PASSAGE:
::::::::::
Connie C. Duncan, Ph.D., is Research Associate Professor of Psychiatry at the Uniformed Services University of the Health Sciences in Bethesda, Maryland, and is Co-Director of the Clinical Psychophysiology and Psychopharmacology Laboratory (CPPL). Dr. Duncan also holds appointments as Guest Researcher in the Section on Clinical and Experimental Neuropsychology in the Intramural Research Program of the National Institute of Mental Health and as Adjunct Associate Professor at The Johns Hopkins University.
Dr. Duncan received a B.A. in Mathematics and Psychology from Northwestern University and an A.M. and Ph.D. in Clinical and Cognitive Psychology from the University of Illinois. She completed a postdoctoral Fellowship in Neurosciences at Stanford University, and then served as Chief of the Unit on Psychophysiology in the Laboratory of Psychology and Psychopathology in the Intramural Research Program at the National Institute of Mental Health. Dr. Duncan was the initial recipient of a Distinguished Scientific Award for an Early Career Contribution to Psychophysiology of the Society for Psychophysiological Research. She is a Fellow of three Divisions of the American Psychological Association (Behavioral Neuroscience and Comparative Psychology, Personality and Social Psychology, and Clinical Neuropsychology), a Fellow of the Association for Psychological Science and of the International Organization of Psychophysiology (IOP), and is listed in Who’s Who in America, Who’s Who in Medicine and Health Care, Who’s Who in Science and Engineering, and Who’s Who in Education. She served on the National Institute of Mental Health Clinical Neuroscience Review Committee and as Associate Editor of Psychophysiology. Dr. Duncan was a member of the Board of Directors of the Society for Psychophysiological Research and of the Society for Research in Psychopathology, and was Secretary-Treasurer and President of the Society for Psychophysiological Research. Dr. Duncan currently serves as Action Editor of the International Journal of Psychophysiology and as a member of the Scientific Committee for the World Congress of Psychophysiology and of the Committee on Learning Abilities/Disabilities and Attentional Disorders of the IOP.
::::::::::
TASK 1: List every Who's Who publication that the biography of Connie C. Duncan says she is listed in.
TASK 2: According to the biography of Connie C. Duncan, at which university did she complete her postdoctoral fellowship, and in what field?
TASK 3: Continue the biography of Connie C. Duncan from where it stops.
::::::::::
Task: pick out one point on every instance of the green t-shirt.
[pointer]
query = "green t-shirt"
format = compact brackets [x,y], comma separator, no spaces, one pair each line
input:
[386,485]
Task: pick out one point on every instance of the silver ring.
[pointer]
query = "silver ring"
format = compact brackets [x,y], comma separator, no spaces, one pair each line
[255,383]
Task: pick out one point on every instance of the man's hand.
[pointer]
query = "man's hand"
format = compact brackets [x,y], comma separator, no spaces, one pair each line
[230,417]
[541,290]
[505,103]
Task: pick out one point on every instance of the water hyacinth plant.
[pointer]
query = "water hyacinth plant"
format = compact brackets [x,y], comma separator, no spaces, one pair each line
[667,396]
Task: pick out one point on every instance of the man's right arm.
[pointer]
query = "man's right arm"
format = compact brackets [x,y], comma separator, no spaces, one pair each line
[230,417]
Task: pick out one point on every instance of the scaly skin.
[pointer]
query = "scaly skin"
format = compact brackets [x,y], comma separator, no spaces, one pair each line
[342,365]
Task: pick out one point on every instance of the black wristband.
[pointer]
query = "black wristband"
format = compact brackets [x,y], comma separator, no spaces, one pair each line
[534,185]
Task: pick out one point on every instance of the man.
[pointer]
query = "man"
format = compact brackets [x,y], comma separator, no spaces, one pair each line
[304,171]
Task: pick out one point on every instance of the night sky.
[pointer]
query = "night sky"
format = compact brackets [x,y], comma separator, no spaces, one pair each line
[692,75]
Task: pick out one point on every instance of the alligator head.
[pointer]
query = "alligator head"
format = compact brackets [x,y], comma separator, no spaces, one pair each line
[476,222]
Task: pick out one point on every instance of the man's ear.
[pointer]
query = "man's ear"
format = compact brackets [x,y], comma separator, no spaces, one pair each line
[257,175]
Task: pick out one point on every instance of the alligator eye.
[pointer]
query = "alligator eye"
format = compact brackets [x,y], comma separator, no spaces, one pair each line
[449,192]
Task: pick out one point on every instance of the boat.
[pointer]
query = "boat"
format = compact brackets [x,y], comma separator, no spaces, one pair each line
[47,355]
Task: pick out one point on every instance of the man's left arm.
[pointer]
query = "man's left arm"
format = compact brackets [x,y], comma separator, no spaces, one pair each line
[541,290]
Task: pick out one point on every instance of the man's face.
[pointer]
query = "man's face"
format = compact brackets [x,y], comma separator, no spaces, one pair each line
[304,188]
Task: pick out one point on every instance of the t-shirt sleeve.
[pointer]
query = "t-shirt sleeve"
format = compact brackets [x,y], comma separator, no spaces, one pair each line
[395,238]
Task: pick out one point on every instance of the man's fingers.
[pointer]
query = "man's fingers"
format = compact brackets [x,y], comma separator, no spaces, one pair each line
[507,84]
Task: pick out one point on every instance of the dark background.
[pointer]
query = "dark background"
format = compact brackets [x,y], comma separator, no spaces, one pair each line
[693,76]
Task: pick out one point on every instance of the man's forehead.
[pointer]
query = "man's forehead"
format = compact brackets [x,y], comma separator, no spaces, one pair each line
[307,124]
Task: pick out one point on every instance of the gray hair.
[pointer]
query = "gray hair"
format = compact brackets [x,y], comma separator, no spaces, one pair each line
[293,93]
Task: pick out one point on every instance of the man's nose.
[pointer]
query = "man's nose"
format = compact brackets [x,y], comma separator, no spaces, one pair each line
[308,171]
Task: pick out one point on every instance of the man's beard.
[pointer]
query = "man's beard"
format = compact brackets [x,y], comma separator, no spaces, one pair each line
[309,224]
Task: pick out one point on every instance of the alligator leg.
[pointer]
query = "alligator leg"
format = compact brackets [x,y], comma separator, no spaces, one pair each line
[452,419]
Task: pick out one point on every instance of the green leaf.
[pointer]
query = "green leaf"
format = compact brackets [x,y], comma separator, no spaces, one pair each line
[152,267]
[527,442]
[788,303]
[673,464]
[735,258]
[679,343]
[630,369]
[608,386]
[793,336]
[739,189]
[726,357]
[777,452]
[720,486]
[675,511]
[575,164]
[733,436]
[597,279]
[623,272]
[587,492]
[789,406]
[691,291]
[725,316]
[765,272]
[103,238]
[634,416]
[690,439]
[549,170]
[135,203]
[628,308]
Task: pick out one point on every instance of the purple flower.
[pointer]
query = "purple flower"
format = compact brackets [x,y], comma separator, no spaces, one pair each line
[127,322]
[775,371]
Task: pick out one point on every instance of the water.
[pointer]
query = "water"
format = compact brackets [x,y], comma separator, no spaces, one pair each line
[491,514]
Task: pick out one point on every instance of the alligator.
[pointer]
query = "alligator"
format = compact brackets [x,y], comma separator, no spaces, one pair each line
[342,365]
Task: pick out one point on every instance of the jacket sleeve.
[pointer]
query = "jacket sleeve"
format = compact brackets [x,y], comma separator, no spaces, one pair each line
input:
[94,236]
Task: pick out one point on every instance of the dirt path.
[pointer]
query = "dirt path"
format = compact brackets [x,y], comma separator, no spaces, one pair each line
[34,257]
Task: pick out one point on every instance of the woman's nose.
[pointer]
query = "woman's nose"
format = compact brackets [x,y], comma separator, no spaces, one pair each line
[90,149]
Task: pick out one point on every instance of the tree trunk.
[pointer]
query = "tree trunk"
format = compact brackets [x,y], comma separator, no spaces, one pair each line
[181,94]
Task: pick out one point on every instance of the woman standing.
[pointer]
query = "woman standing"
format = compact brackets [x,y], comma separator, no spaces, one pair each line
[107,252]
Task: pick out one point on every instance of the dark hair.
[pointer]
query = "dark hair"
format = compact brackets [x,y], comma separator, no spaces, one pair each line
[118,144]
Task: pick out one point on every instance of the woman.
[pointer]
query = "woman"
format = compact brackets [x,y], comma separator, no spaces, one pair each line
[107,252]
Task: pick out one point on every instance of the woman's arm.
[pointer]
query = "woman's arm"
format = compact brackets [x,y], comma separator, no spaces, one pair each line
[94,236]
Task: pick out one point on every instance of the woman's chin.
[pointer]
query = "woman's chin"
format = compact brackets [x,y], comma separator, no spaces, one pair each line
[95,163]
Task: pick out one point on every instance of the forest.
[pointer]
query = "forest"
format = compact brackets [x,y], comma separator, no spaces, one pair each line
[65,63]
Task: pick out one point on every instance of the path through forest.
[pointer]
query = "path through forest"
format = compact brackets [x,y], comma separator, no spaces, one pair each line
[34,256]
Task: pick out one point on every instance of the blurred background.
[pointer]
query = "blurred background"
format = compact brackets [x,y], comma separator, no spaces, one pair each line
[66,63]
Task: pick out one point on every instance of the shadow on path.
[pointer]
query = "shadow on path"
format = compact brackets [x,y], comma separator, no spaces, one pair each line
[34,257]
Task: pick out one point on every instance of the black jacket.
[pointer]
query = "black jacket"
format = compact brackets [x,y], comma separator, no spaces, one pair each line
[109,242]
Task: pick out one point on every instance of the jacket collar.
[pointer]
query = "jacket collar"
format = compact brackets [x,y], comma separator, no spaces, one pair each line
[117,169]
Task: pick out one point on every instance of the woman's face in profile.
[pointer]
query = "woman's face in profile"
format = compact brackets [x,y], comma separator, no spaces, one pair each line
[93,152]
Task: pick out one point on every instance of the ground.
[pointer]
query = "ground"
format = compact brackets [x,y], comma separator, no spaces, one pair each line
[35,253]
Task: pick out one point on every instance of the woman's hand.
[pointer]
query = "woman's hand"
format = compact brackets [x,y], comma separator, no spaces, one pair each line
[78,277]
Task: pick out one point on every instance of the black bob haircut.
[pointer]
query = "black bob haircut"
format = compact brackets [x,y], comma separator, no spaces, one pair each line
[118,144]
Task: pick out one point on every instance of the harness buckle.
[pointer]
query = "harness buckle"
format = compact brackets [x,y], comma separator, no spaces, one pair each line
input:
::::::::::
ANSWER BOX 1:
Who's Who in America
Who's Who in Medicine and Health Care
Who's Who in Science and Engineering
Who's Who in Education

ANSWER BOX 2: At Stanford University, in Neurosciences.

ANSWER BOX 3:
The unifying theme of Dr. Duncan’s research is normal and disordered attentional processing. She has used event-related brain potentials (ERPs) and neuropsychological measures to study attention in healthy individuals and in patients with neuropsychiatric disorders characterized by deficits in attention. She has published extensively, primarily on cognitive determinants of electrical brain activity and on electrophysiological and behavioral aspects of neuropsychiatric disorders. Her areas of investigation include the assessment and treatment of schizophrenia, attention deficit hyperactivity disorder, eating disorders, mood disorders, idiopathic generalized and focal epilepsy, and closed head injury. Most recently, Dr. Duncan has applied this approach to the study of attentional factors that may contribute to drug abuse vulnerability. She and her colleagues in the CPPL recently completed a study in which they evaluated ERP indices of attention in individuals varying in their response to, and preference for, stimulant drugs.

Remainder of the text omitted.